>> Begin Text section

The holder of the copyright on the component could sue in any country where a game using it was published. The details of the law, including the rules on damages and other remidies, will vary from country to country.

In the those rules are contained in Chapter 5 of title 17 USC particularly sections 502-505. Section 504 provides for possible money damages. Section 502 provides for a possible injunction (court order to stop infringing). Section 503 provides for for infringing works to be seized. Section 505 provides for possible awards of costs and legal fees to a successful plaintiff (copyright holder).

Section 502 allows injunctions to "prevent or restrain infringement of a copyright" on "reasonable" terms. But when the infringement has already been stopped, no such injunction is needed and a court is not likely to impose one.

Section 503 allows the court to order the impoundment of infringing copies and "plates, molds, matrices, masters, tapes, film negatives, or other articles by means of which such copies or phonorecords may be reproduced". This is largely obsolete for digital content.

Section 504 is the key. It offers the plaintiff a choice between actual damages plus profits and statutory damages. The rule for the first is:

The copyright owner is entitled to recover the actual damages suffered by him or her as a result of the infringement, and any profits of the infringer that are attributable to the infringement and are not taken into account in computing the actual damages.

>> End Text section
>> Begin Stored rows

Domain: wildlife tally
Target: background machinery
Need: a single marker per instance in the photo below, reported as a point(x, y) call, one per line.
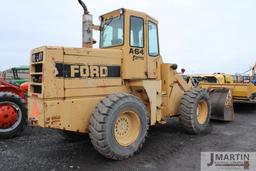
point(16, 76)
point(242, 91)
point(116, 92)
point(13, 108)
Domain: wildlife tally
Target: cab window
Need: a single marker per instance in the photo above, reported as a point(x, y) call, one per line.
point(136, 32)
point(153, 40)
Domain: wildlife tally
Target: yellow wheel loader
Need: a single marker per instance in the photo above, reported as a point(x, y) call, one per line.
point(116, 92)
point(241, 92)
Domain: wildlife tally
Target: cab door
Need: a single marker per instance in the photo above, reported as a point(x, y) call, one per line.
point(153, 53)
point(135, 65)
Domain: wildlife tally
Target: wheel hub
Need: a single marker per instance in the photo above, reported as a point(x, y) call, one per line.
point(127, 128)
point(8, 116)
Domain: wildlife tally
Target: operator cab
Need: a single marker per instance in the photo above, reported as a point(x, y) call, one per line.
point(136, 34)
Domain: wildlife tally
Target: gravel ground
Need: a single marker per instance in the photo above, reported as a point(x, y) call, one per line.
point(167, 147)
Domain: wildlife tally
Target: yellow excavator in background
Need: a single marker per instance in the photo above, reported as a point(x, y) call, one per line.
point(241, 91)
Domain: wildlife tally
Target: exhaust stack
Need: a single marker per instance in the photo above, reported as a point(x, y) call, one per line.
point(87, 27)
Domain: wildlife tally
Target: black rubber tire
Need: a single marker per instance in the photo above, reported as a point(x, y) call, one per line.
point(102, 125)
point(188, 111)
point(11, 97)
point(73, 136)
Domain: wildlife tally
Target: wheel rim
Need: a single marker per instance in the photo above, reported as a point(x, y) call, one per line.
point(10, 116)
point(202, 112)
point(127, 128)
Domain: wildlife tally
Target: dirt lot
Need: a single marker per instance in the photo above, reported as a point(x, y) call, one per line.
point(167, 147)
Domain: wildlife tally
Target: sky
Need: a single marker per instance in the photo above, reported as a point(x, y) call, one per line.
point(202, 36)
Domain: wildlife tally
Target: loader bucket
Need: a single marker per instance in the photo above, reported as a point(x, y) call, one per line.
point(222, 104)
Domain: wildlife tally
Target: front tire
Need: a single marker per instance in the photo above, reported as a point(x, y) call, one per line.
point(118, 126)
point(195, 110)
point(13, 115)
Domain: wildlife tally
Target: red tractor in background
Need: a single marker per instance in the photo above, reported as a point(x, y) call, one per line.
point(13, 108)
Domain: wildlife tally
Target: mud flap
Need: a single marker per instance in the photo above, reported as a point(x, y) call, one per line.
point(222, 104)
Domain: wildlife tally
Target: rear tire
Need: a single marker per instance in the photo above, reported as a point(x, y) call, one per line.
point(7, 98)
point(118, 126)
point(195, 110)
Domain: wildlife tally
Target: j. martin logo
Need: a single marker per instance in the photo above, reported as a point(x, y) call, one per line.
point(215, 161)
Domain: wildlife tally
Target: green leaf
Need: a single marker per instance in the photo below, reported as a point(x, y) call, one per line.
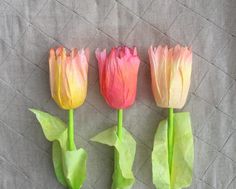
point(183, 154)
point(74, 164)
point(69, 166)
point(123, 177)
point(51, 125)
point(57, 163)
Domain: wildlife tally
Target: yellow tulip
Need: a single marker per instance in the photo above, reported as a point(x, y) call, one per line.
point(68, 77)
point(171, 74)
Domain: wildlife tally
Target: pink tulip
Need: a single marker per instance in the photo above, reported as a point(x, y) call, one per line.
point(118, 76)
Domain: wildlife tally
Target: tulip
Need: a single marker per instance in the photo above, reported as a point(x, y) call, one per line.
point(171, 76)
point(170, 73)
point(118, 73)
point(118, 76)
point(68, 77)
point(68, 82)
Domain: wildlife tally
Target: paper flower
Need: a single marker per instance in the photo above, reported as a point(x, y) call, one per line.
point(173, 154)
point(170, 73)
point(68, 82)
point(68, 77)
point(118, 73)
point(118, 81)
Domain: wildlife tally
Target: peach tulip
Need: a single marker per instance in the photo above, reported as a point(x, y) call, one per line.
point(171, 75)
point(118, 73)
point(68, 77)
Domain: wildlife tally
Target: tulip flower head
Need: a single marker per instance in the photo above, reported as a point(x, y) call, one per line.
point(118, 73)
point(68, 77)
point(171, 75)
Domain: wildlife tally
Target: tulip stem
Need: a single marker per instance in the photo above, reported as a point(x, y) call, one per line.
point(119, 134)
point(71, 131)
point(170, 136)
point(120, 120)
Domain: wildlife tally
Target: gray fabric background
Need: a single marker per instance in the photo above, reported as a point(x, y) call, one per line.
point(29, 28)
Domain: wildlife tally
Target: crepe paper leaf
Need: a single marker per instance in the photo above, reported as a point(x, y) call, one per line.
point(183, 154)
point(74, 166)
point(123, 177)
point(51, 125)
point(57, 163)
point(69, 166)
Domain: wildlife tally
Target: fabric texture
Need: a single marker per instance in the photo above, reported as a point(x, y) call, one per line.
point(30, 28)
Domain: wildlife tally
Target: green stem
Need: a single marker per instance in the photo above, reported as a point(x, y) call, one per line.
point(71, 130)
point(119, 134)
point(120, 123)
point(170, 136)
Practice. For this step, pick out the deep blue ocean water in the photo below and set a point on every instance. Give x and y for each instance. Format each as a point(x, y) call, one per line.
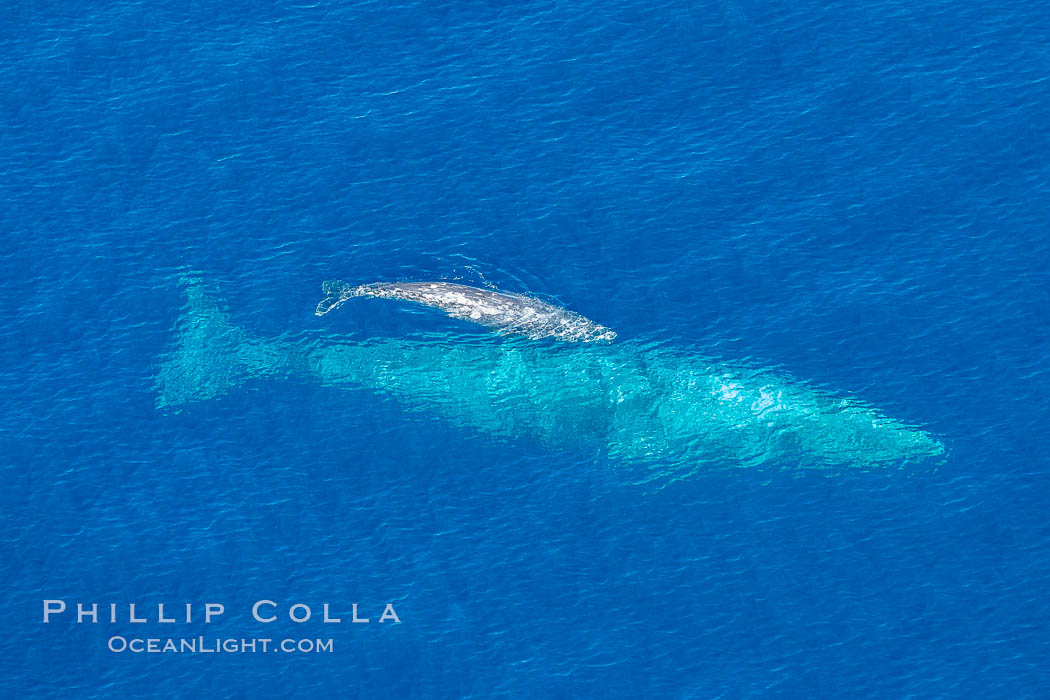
point(855, 193)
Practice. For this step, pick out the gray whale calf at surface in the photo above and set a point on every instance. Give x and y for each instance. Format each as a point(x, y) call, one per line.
point(668, 412)
point(505, 312)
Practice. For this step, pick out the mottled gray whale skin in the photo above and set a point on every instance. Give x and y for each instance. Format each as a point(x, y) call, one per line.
point(668, 411)
point(505, 312)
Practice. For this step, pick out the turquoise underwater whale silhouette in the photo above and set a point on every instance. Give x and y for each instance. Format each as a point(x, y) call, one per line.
point(670, 410)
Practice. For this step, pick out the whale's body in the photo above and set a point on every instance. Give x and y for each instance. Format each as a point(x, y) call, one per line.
point(509, 313)
point(671, 411)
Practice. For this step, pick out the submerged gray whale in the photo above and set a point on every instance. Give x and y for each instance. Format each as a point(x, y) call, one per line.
point(509, 313)
point(670, 412)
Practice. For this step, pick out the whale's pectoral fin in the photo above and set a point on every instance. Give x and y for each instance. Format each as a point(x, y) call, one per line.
point(336, 292)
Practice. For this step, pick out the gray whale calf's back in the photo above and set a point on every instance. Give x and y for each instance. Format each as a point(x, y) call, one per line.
point(503, 311)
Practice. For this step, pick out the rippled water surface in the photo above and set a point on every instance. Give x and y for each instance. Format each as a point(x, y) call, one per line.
point(812, 464)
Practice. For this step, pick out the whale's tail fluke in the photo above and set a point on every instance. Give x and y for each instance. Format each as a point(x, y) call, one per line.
point(211, 354)
point(336, 293)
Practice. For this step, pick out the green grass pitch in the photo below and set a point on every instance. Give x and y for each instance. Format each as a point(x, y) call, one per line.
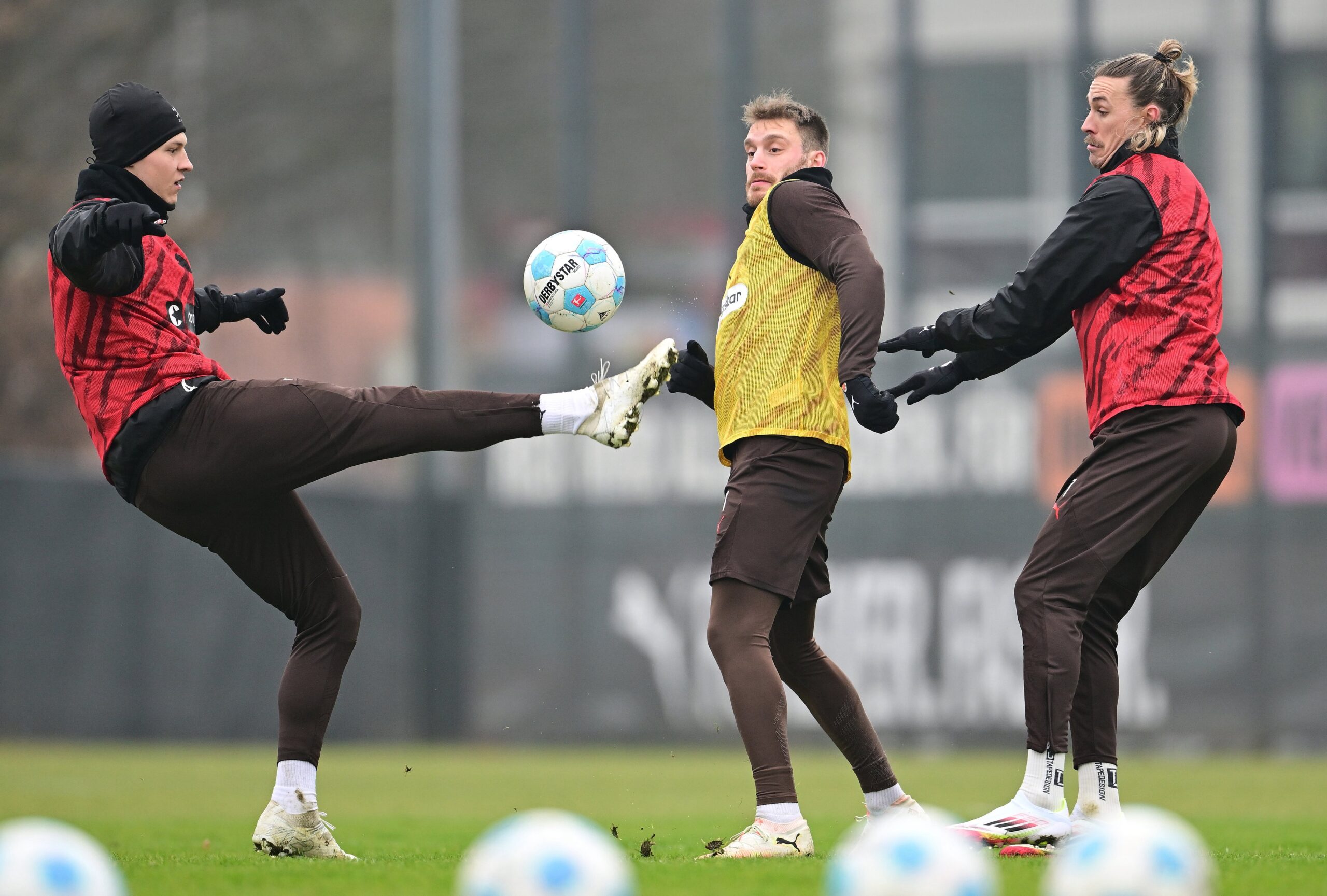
point(179, 818)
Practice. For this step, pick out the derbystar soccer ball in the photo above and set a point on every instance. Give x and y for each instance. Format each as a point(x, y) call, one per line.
point(1147, 852)
point(44, 858)
point(908, 857)
point(544, 852)
point(574, 282)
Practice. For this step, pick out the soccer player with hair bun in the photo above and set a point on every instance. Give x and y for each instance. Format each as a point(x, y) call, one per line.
point(1135, 271)
point(218, 460)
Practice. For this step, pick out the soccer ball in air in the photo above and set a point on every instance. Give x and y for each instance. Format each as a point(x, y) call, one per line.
point(44, 858)
point(908, 857)
point(1147, 852)
point(544, 852)
point(574, 282)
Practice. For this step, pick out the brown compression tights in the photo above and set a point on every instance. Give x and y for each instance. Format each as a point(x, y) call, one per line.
point(764, 642)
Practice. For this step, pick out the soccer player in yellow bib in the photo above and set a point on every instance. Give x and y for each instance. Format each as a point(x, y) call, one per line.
point(797, 344)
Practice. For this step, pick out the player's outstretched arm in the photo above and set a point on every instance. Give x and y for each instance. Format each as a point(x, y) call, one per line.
point(95, 245)
point(1102, 237)
point(264, 307)
point(693, 375)
point(968, 365)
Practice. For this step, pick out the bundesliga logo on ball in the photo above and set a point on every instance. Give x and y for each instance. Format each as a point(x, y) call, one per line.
point(574, 282)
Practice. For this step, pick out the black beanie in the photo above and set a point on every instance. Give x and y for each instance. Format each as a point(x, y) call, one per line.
point(129, 121)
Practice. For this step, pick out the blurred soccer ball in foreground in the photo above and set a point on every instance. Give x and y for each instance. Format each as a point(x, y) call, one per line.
point(574, 280)
point(544, 852)
point(1148, 852)
point(44, 858)
point(909, 857)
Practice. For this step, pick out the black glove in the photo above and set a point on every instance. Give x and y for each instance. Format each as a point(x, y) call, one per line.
point(932, 381)
point(873, 409)
point(129, 222)
point(693, 375)
point(919, 339)
point(264, 307)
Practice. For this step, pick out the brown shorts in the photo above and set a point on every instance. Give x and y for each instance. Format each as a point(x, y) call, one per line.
point(781, 497)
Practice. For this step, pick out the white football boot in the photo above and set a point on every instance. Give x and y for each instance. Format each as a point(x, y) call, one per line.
point(307, 834)
point(620, 399)
point(903, 807)
point(765, 840)
point(1018, 822)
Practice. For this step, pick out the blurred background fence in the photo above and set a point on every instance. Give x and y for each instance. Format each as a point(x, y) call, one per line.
point(393, 164)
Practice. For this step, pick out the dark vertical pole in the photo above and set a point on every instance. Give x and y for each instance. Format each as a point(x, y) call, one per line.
point(1082, 58)
point(908, 126)
point(1262, 586)
point(429, 103)
point(737, 87)
point(575, 112)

>> End Stored rows

## [What you are asked to do]
Write the next part of the passage on copyright infringement remedies, picking up after its last sentence. The rows have nothing to do with the passage on copyright remedies.

## [Solved exercise]
This means money made by use of the unauthorized content, plus any loss of sales or other losses suffered by the owner. Money mad by the infringing work but not made by use of the infringing content is not included, if this can be proven. Income obtained after the infringing content was removed would probably not be included in the infringer's profits.

Statutory damages can be any amount between $750 and $30,000 that the count thinks is just, but id the infringement is proved to be "innocent" the lower limit is $200. The exact provision reads:

In a case where the infringer sustains the burden of proving, and the court finds that such infringer was not aware and had no reason to believe that his or her acts constituted an infringement of copyright, the court in its discretion may reduce the award of statutory damages to a sum of not less than $200.

An award of costs and fees under section 505 is entirely up to the discretion of the court.

If the maximum possible award of infringer's profits is $10,000, and a defense of innocent infringement is plausible, a plaintiff might well find such a suit unprofitable, given the legal expenses involved in preparing an carrying through such a suit. But that is entirely up to the copyright owner. An owner may choose to file even an unprofitable suit in an effort to deter others.

A person who has discovered that s/he has innocently infringed a copyright and made some money in the process would be wise to document the prompt removal of the infringing content form any publication, and efforts to notify the copyright owner. Ther is no way to be sure what actions the owner will take, if any, within those that the law allows.

Often a owner in such a case will not bring suit if the infringement was apparently innocent, resulting profits were small, the infringement has been halted, and future infringement by that infringer seems unlikely. But different owners have different policies on such matters.

An owner can delay in deciding whether to file suit or not.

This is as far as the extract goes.